_YOUR GOAL_.
I need every line of the material below that includes the string "Target".

══ EXTRACTED ENTRIES

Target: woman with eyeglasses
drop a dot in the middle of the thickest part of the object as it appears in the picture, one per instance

════
══ EXTRACTED ENTRIES

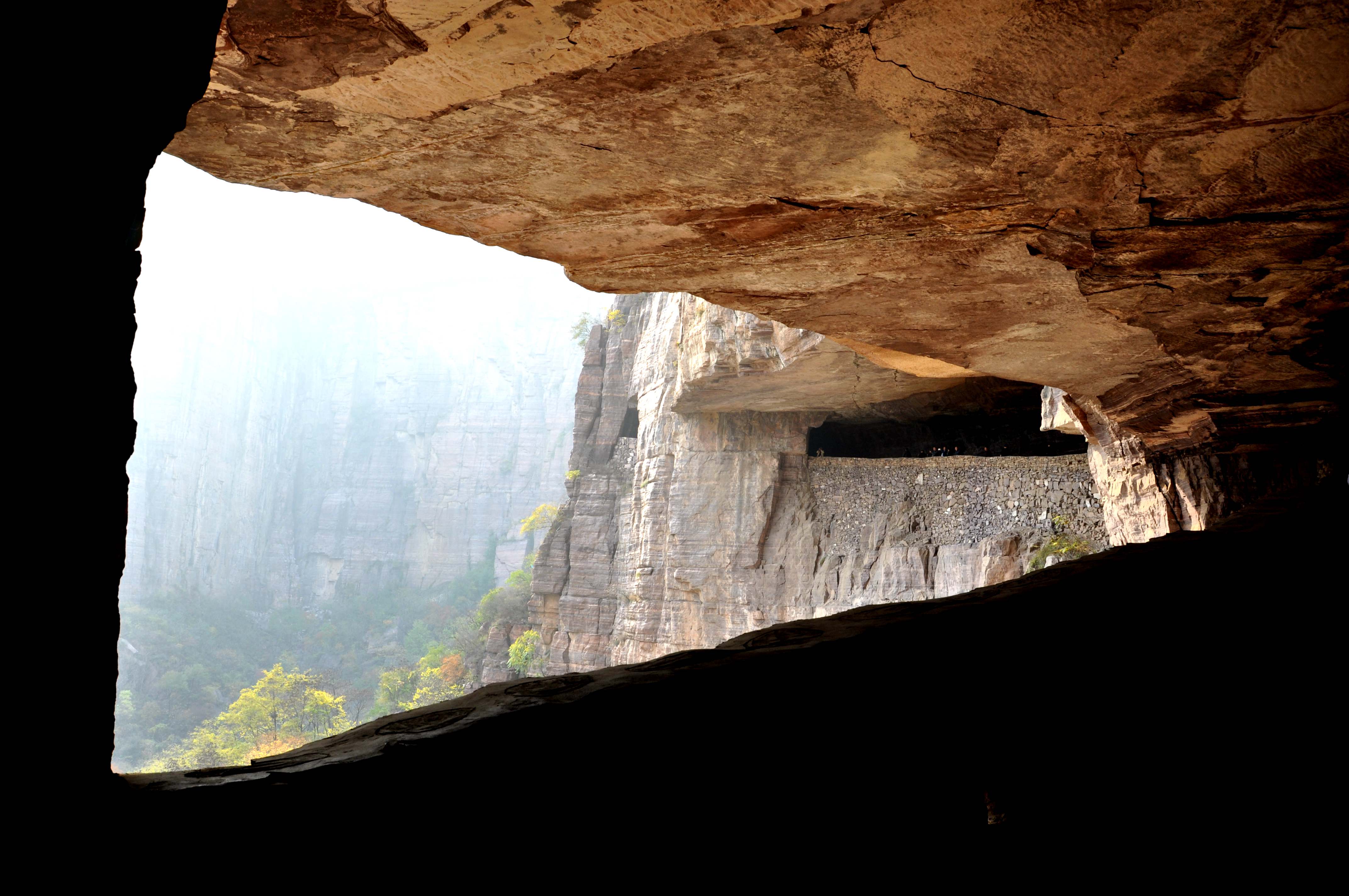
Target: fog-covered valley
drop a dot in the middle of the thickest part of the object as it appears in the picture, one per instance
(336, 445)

════

_SOLUTION_.
Target: woman with eyeglasses
Target: fog-covered valley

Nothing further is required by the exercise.